- Given instruction
Copy out the records that follow, changing every "Identify every instance of" to "Locate each" and leaving everything else untouched.

^^^^^^^^^^^^^^^^

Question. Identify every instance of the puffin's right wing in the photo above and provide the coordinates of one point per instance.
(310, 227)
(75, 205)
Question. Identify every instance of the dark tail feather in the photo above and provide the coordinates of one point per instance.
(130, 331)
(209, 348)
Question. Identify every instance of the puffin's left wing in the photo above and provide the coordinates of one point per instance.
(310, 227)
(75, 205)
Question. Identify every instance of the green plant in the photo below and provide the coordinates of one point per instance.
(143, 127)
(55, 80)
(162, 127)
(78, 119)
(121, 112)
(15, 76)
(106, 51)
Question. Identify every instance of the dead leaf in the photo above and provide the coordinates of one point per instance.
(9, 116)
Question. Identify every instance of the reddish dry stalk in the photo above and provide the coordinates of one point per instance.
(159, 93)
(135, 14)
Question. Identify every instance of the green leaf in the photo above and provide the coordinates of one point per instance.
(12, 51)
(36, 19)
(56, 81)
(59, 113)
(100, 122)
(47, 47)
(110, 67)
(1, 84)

^^^^^^^^^^^^^^^^

- Finished exercise
Question. Locate each the puffin's right wing in the photo above and provide the coordinates of one point per instance.
(310, 227)
(75, 205)
Question. Locate each the dark tail feather in the photo above and provide the coordinates of one point per instance.
(130, 331)
(209, 348)
Question. Locate each the puffin's left wing in the photo above and provide the coordinates of one point per instance.
(310, 227)
(75, 205)
Question. Locate each the green plant in the photo below and provide the coordinates of one point per instance.
(143, 127)
(55, 80)
(162, 127)
(78, 119)
(121, 112)
(15, 76)
(106, 51)
Question. Locate each the dead leaf in the photo above and provide the coordinates of one point per instance.
(9, 116)
Question. Locate each the reddish dry stalk in the photo above and provide the coordinates of one point per instance.
(159, 93)
(135, 14)
Question. Locate each the green leaf in the photo above and provide the coordinates of one point per instance.
(12, 51)
(36, 19)
(56, 81)
(59, 113)
(100, 122)
(47, 47)
(110, 67)
(1, 84)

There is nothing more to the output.